A good read

Sunday, February 27, 2005

The Stone Diaries

This was our Reading Club book choice for February and to be quite honest,I never really warmed to this book. It's a chronicle of Daisy Goodwill Flett's life starting from her extraordinary birth, her idyllic childhood in Canada, relocation to US in her teens, her brief marriage in her twenties, moving back to Canada to marry again the man she grew up thinking of as an uncle, raising her family, a brief career as a journalist and finally moving back to the US to die in her old age.
There is nothing remarkable about Daisy or her life, indeed it is so ordinary that is almost commonplace. Perhaps that is why, I never quite got into the story. Because I was always expecting something to happen and it never did!
However, there are quite a few quirky figures who populate Daisy's life - an obese mother who dies during childbirth, a father who builds a memorial to his wife and become obsessed with it, a father-in-law who quits Canada for the Orkney islands in his sixties , a place he left in his teens for Canada, and then goes on to live for another six decades, Mrs. Flett, a neighbour who raises Daisy as her own child while walking away from her husband to set up home in a different town...there was no shortage of colourful characters in a story about a girl whose life, oddly seemed to have none of it.

The Confessions of Max Tivoli

We picked this book in our Reading Group as our book choice for January and I finished it in 1.5 days flat! It's an easy read with some fantastic turn of phrases peppered throughout the narrative. But before I talk about the style, let me give you a brief plot summary. It's the story of Max Tivoli who suffers from a rare (and I guess fictitious) disease that makes him age young! So, Max is born as an old man and dies as a toddler. Why toddler and why not new born, you may wonder. But to answer would be giving away too much.

━━━━━━━━━━

- _Problems and tasks_
1. Summarize the book reviews in two sentences.
2. Reproduce the passage of the book reviews starting with "Sunday, February 27, 2005" and going on through "her old age.", with every word unchanged.
Draw solely on the book reviews for every answer.

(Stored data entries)
━━━━━━━━━━

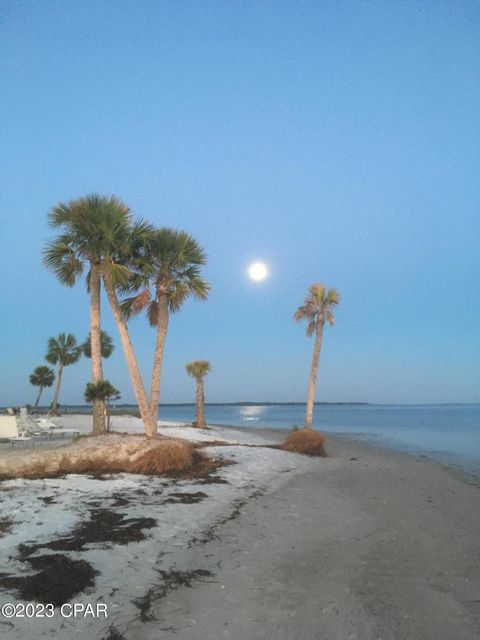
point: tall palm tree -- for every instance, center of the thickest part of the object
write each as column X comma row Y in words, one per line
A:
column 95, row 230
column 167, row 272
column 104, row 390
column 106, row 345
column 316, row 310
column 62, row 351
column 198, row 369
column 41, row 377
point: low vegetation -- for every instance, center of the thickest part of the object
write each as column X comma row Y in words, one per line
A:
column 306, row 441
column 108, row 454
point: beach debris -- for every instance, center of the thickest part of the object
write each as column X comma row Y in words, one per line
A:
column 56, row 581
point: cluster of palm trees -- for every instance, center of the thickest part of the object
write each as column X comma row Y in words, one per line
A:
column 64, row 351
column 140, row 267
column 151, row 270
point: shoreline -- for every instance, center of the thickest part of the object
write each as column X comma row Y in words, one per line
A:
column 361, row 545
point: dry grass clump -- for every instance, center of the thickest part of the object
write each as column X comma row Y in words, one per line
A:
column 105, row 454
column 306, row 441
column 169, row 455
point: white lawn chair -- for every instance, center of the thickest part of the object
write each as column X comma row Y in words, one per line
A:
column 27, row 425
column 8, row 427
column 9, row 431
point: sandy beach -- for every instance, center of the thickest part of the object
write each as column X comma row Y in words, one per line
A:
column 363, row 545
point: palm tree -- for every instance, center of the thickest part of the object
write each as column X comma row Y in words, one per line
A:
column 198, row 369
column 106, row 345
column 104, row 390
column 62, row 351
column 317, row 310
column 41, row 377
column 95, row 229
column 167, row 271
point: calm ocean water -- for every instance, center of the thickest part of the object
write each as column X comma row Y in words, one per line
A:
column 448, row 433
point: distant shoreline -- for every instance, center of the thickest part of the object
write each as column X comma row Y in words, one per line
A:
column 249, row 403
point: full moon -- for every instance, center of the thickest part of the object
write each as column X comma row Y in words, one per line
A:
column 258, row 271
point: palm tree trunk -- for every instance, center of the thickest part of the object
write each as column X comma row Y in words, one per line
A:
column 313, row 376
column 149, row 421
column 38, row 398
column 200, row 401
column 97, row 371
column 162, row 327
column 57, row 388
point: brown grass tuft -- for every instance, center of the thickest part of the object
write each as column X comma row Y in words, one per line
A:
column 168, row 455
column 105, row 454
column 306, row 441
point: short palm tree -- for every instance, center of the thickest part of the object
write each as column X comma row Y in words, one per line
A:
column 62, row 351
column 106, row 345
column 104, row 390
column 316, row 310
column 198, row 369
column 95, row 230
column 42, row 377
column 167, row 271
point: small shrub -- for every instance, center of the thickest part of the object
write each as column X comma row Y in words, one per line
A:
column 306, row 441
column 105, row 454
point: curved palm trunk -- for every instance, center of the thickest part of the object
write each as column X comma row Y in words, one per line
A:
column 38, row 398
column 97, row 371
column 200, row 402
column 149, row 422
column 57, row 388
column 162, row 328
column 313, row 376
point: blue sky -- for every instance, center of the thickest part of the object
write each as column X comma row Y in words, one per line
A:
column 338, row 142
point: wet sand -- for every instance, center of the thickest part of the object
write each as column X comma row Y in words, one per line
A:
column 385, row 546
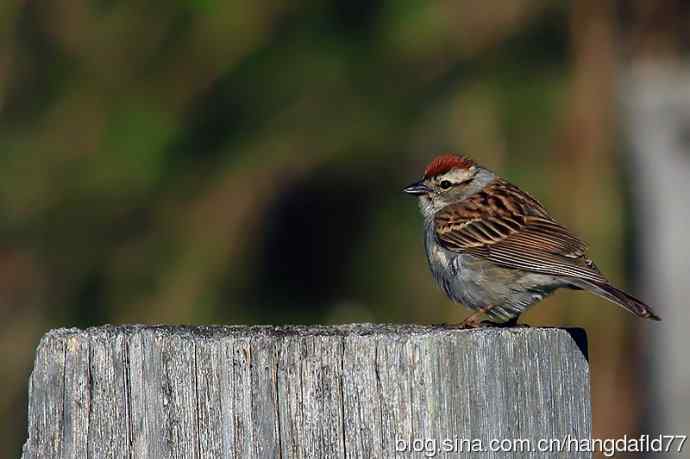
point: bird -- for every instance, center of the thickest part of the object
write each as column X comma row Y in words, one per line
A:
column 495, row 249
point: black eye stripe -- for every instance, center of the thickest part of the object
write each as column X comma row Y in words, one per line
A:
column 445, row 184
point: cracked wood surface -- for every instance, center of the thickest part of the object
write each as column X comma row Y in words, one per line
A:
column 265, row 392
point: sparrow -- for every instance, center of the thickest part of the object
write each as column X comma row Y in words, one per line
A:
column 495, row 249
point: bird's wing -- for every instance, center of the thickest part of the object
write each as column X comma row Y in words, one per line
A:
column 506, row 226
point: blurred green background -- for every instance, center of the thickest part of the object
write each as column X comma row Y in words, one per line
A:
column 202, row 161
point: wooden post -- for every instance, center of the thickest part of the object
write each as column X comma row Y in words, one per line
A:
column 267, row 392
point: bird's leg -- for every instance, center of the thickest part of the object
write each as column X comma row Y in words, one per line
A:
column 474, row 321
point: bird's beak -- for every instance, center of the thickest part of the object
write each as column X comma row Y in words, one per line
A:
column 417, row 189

━━━━━━━━━━

- _Problem solutions_
1. The Stone Diaries, the reading club's February choice, chronicles the ordinary life of Daisy Goodwill Flett from her birth to her death in old age, and the reviewer never warmed to it because nothing ever happened, although the story is full of quirky characters. The Confessions of Max Tivoli, the January choice, was an easy read finished in a day and a half; it tells of Max Tivoli, whose rare disease makes him age young, so that he is born an old man and dies as a toddler.

2.
Sunday, February 27, 2005

The Stone Diaries

This was our Reading Club book choice for February and to be quite honest,I never really warmed to this book. It's a chronicle of Daisy Goodwill Flett's life starting from her extraordinary birth, her idyllic childhood in Canada, relocation to US in her teens, her brief marriage in her twenties, moving back to Canada to marry again the man she grew up thinking of as an uncle, raising her family, a brief career as a journalist and finally moving back to the US to die in her old age.